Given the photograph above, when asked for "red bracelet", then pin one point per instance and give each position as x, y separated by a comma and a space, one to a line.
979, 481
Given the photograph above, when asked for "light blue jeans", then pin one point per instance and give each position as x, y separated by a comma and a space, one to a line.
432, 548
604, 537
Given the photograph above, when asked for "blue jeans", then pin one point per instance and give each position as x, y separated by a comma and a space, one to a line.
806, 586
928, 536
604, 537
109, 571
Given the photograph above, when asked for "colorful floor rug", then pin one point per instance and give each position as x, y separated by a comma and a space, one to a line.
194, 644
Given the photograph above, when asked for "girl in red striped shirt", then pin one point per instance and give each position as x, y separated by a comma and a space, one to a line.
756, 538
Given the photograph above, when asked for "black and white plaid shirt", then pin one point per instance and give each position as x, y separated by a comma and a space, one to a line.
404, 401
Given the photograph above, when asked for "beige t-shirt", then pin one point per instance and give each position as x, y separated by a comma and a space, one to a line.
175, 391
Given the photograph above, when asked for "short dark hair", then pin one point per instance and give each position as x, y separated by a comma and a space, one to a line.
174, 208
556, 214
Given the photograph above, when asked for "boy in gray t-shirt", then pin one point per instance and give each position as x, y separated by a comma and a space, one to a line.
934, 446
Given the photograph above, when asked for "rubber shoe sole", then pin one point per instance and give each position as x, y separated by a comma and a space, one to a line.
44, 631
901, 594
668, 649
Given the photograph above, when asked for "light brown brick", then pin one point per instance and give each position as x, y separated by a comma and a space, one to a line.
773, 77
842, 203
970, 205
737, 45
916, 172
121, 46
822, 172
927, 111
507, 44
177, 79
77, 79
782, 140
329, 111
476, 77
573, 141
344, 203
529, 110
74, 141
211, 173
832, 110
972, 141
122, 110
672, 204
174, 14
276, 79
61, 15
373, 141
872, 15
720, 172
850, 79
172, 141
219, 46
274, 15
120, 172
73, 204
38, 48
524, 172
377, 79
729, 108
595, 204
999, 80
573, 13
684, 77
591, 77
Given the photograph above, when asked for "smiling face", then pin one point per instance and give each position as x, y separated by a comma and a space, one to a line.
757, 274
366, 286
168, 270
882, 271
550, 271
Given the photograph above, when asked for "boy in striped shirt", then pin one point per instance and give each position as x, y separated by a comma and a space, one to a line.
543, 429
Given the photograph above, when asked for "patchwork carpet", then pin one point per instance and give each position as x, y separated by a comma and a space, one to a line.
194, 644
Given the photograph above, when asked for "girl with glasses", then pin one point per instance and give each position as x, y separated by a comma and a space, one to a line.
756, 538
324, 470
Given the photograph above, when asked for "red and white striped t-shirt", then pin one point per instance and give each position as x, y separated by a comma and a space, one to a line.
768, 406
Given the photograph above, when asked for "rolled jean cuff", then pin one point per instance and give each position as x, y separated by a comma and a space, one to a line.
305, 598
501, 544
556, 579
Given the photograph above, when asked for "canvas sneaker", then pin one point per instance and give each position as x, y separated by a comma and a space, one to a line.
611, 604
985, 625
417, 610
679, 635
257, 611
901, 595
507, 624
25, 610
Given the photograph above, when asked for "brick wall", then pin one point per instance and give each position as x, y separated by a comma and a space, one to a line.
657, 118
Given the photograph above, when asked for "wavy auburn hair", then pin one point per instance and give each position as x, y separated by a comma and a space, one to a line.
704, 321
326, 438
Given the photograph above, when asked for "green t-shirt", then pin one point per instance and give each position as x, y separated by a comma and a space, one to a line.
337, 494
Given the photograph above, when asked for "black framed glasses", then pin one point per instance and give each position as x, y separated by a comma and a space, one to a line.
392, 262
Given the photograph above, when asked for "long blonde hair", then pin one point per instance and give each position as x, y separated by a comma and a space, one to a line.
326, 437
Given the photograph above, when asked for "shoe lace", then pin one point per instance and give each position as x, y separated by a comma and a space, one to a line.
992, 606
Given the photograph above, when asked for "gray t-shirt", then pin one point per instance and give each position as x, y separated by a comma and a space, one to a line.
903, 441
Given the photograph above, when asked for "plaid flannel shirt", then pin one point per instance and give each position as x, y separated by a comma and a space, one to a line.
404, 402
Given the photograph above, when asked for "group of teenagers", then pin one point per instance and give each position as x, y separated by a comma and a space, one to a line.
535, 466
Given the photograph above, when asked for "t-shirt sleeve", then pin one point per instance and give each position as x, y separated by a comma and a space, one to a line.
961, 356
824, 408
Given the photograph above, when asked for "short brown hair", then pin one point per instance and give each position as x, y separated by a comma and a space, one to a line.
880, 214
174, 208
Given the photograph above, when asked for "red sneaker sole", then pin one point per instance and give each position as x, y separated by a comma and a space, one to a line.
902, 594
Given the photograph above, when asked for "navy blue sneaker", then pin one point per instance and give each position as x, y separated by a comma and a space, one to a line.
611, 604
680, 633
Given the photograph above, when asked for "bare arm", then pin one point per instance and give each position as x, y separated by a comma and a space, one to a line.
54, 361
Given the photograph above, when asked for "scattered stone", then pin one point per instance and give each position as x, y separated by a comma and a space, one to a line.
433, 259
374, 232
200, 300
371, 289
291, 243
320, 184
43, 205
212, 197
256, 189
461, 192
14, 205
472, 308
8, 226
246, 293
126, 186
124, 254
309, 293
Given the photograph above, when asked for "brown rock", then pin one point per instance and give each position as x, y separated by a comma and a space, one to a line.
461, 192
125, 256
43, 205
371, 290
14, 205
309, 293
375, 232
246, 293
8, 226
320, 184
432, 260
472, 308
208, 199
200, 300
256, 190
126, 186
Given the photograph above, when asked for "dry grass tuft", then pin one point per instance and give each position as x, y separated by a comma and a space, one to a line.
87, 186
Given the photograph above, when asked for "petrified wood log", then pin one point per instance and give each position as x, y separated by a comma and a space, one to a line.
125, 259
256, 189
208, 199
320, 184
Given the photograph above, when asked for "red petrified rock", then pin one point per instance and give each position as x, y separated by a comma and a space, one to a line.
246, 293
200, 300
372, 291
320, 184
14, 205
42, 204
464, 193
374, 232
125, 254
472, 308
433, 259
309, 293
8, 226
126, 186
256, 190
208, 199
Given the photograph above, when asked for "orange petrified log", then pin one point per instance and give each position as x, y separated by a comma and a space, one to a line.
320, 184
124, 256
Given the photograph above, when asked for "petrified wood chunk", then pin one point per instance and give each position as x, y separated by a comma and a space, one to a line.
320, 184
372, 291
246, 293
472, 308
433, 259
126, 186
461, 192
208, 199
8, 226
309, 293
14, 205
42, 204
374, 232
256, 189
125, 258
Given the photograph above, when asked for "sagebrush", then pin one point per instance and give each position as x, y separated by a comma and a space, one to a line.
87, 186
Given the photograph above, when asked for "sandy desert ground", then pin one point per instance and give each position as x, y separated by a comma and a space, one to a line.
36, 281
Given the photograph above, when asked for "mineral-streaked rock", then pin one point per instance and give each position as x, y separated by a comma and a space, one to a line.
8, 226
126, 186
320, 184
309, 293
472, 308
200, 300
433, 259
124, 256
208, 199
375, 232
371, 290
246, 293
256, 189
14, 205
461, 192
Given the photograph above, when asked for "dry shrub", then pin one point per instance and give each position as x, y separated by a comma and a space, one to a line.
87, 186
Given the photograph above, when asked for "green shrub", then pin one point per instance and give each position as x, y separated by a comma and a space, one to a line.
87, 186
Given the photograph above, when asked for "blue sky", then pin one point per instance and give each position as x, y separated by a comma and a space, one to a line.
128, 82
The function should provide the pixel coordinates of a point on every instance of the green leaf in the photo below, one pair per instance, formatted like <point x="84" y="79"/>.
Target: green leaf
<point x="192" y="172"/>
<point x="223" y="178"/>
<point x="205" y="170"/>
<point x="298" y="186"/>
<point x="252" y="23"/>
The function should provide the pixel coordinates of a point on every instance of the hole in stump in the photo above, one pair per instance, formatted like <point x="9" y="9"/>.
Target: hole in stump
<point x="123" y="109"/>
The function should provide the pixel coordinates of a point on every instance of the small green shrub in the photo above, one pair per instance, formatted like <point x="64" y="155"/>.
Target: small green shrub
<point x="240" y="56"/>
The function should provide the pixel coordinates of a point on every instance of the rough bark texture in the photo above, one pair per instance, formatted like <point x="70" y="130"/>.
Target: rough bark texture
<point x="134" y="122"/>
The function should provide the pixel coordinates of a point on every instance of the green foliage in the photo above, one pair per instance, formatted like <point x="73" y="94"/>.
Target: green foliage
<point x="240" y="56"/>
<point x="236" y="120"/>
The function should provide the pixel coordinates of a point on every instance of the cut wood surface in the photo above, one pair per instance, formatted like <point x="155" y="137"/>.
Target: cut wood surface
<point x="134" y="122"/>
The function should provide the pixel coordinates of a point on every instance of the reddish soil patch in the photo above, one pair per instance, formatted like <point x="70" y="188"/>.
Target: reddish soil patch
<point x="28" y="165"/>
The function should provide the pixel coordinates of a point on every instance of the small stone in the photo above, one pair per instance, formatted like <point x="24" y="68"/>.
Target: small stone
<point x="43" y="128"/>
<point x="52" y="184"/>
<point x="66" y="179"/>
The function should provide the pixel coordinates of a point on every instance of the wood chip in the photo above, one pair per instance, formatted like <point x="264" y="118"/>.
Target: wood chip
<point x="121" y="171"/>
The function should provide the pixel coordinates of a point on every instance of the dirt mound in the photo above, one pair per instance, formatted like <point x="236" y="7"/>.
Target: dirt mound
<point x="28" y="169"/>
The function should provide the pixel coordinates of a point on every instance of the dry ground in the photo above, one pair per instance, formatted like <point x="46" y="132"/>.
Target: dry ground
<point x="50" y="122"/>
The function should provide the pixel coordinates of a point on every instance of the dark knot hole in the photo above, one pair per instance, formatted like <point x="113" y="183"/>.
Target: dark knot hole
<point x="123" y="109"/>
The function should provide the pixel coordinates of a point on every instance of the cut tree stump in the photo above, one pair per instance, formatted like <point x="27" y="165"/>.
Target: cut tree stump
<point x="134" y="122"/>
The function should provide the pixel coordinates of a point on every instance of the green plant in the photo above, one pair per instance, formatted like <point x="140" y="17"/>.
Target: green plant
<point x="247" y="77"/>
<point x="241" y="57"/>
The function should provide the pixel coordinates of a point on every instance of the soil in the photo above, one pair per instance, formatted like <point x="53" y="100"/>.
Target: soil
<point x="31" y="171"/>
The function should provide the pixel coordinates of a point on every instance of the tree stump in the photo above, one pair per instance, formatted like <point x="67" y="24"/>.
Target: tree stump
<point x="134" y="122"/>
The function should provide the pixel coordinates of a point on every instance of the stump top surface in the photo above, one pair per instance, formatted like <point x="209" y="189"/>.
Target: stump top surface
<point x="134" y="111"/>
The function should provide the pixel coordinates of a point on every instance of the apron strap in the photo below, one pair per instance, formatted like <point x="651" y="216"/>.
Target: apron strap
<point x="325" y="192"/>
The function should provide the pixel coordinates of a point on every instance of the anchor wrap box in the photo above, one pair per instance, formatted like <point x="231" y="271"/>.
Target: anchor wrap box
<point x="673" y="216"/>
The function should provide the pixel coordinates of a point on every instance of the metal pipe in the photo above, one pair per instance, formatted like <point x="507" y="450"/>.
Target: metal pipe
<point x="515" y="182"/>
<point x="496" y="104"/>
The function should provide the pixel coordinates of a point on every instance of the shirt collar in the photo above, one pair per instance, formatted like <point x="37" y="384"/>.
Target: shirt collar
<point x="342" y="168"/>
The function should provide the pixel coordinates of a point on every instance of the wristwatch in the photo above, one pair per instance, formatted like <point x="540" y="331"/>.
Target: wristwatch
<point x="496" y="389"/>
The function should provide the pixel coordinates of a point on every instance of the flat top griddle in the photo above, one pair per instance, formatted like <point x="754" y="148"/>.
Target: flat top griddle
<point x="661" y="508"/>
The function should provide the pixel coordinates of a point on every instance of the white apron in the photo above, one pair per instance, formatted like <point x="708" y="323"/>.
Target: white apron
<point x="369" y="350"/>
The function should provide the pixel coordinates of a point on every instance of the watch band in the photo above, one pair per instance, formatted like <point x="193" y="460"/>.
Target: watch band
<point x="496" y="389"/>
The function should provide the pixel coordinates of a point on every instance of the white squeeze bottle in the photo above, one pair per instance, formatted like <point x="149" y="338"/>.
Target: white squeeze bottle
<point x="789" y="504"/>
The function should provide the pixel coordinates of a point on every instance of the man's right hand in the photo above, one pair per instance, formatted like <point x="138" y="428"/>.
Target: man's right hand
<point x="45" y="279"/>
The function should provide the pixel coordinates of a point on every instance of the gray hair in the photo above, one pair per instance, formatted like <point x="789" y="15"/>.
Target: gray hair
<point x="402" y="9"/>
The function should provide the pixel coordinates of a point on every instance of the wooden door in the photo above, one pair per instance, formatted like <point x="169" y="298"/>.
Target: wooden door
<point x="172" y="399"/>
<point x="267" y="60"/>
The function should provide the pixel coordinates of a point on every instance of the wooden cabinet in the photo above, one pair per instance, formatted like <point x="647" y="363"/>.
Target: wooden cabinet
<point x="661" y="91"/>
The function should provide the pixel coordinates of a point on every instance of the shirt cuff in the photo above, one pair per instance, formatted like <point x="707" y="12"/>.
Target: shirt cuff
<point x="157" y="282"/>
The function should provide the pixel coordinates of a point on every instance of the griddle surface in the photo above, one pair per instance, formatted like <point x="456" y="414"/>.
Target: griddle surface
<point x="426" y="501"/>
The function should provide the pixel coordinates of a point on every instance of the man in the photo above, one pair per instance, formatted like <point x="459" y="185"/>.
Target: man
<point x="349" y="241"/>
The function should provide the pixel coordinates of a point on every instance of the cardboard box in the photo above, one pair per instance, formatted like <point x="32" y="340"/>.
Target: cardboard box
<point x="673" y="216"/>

● ● ● ●

▶ [EXERCISE INSTRUCTIONS]:
From the line holding "of the man in" through the last line above, reproduce each line exactly and add nothing.

▶ [FINAL RESULT]:
The function should provide the pixel coordinates of a point on every instance of the man in the photo above, one pair per instance, formatted like <point x="459" y="185"/>.
Target: man
<point x="349" y="241"/>
The function should provide the pixel coordinates of a point on every instance of the cardboard box in the photo above, one pair per instance, formatted like <point x="32" y="340"/>.
Target: cardboard box
<point x="673" y="216"/>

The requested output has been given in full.